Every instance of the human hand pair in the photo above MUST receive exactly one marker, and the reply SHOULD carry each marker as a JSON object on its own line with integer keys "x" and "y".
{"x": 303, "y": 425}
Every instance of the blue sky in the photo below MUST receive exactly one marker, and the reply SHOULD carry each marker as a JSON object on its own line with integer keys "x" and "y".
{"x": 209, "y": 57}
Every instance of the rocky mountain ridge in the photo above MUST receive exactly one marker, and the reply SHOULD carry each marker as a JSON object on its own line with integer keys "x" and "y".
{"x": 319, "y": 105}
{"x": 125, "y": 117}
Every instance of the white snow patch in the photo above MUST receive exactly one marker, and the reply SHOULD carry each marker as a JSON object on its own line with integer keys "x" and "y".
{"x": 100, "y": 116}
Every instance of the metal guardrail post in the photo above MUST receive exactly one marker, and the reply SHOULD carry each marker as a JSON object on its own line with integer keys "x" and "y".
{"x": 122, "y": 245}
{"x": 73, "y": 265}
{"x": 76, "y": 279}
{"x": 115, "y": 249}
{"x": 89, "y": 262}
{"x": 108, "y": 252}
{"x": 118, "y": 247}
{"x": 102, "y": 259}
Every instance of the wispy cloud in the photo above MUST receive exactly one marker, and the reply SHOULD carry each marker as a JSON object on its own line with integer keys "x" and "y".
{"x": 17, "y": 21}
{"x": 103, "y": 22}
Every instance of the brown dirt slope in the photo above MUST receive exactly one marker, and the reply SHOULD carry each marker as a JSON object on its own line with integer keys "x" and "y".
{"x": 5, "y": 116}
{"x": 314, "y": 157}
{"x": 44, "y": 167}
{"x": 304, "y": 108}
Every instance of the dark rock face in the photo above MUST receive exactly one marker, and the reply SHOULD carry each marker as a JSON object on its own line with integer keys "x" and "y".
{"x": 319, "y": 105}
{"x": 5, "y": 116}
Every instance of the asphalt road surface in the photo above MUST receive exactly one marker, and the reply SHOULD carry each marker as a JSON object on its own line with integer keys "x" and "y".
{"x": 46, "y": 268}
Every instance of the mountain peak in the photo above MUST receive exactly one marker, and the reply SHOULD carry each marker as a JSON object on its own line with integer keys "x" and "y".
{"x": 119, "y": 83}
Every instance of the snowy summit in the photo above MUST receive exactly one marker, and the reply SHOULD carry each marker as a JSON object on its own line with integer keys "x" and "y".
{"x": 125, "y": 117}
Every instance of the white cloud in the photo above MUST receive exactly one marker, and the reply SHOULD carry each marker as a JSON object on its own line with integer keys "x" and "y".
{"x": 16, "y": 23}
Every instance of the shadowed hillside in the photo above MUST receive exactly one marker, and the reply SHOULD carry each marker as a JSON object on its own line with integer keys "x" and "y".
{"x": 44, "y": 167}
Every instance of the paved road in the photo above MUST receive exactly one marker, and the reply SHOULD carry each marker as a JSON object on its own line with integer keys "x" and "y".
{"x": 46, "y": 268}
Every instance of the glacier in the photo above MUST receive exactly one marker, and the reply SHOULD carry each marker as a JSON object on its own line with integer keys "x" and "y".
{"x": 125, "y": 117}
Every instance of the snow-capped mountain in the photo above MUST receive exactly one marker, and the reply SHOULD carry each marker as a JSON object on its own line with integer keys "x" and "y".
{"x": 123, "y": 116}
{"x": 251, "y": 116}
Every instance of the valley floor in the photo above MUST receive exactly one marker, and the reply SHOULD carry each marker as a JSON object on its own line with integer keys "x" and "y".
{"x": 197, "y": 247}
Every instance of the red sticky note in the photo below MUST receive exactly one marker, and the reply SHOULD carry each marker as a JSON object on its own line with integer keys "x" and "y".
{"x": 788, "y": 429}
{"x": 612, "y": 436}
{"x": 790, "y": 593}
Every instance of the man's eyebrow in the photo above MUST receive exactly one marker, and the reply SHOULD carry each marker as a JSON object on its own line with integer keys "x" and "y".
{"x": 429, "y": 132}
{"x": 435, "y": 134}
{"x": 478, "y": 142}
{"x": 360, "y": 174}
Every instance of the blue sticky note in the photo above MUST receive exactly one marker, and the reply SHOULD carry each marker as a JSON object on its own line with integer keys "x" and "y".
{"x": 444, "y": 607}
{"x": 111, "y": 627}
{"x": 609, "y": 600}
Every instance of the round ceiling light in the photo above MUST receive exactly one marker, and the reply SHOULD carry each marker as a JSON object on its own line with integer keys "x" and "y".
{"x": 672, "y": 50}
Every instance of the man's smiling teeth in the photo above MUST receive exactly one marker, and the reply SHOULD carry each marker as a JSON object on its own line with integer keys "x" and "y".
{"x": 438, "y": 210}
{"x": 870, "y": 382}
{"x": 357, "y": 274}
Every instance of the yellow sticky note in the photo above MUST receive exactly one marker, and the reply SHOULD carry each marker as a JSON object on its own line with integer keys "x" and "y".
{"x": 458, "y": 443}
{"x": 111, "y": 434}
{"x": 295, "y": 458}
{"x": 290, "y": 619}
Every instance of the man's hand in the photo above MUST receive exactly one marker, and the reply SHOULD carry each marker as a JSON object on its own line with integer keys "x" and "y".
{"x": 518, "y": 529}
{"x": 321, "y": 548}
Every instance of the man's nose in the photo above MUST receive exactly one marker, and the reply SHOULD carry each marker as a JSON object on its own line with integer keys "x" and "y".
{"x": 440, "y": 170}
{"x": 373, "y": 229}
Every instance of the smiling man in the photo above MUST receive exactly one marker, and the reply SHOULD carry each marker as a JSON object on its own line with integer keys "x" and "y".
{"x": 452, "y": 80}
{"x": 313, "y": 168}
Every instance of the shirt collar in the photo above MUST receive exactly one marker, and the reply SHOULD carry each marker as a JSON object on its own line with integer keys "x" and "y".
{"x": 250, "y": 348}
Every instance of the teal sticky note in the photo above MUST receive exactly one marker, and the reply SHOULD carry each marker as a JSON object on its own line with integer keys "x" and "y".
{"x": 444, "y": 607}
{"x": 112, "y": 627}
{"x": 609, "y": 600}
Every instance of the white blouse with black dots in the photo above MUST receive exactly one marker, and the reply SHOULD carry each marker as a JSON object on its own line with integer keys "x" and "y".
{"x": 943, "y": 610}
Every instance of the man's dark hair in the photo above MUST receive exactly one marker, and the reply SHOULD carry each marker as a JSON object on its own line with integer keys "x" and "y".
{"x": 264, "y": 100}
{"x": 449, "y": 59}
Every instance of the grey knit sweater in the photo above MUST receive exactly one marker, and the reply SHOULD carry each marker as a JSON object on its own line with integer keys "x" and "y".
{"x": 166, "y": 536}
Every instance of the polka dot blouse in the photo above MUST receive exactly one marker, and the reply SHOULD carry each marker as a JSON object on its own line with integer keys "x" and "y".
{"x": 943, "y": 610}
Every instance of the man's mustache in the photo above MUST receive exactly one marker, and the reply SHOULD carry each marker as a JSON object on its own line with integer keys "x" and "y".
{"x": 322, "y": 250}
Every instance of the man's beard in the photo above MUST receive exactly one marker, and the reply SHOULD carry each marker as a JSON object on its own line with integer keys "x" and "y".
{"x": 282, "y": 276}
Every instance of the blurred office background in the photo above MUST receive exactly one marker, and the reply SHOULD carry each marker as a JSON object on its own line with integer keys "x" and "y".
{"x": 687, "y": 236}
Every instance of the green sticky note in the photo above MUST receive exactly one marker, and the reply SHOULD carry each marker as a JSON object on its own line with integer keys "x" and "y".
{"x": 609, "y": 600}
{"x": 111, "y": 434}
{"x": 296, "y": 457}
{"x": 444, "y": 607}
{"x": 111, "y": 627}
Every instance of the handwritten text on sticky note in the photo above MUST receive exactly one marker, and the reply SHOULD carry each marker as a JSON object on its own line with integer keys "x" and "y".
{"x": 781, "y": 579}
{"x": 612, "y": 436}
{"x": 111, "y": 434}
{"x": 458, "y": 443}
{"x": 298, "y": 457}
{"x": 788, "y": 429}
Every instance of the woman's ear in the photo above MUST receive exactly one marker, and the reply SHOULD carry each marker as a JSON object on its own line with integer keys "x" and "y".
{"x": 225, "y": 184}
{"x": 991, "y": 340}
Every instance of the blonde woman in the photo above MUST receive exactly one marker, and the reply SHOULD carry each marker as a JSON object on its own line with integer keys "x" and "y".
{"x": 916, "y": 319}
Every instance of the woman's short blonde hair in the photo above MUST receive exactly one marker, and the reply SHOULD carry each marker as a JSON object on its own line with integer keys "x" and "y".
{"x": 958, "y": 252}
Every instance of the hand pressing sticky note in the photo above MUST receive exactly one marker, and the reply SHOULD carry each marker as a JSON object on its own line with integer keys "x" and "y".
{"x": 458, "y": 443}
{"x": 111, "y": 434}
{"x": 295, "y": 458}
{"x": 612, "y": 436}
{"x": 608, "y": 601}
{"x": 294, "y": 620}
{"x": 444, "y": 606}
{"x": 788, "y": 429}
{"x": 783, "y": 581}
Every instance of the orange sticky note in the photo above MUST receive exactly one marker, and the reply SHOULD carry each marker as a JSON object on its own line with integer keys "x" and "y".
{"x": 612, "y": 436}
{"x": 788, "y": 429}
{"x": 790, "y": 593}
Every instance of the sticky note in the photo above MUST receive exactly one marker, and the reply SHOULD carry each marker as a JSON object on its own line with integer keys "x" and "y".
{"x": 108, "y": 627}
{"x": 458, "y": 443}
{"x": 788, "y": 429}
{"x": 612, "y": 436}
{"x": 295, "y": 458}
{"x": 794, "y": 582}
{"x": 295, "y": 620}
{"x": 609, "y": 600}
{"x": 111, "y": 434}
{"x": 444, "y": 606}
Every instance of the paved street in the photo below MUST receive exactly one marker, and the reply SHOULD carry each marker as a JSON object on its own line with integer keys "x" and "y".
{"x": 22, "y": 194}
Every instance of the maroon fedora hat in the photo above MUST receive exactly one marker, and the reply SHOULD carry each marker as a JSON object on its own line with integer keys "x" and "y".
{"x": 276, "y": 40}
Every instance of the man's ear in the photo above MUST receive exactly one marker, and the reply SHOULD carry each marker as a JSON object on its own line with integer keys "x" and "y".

DESCRIPTION OF THE TASK:
Beginning with the line that contains "Every instance of the maroon", each line of the records above through the last one must be printed word for word.

REPLY TO THE TASK:
Every instance of the maroon fedora hat in the photo above MUST receive exactly one marker, and the reply SHOULD carry each marker as a JSON object on its own line with integer keys "x" and "y".
{"x": 276, "y": 40}
Every instance of the man's ear in the photo above MUST receive exactly one marker, and the reply SHOULD carry each marker as a JSON object on its own line with integer keys "x" and "y".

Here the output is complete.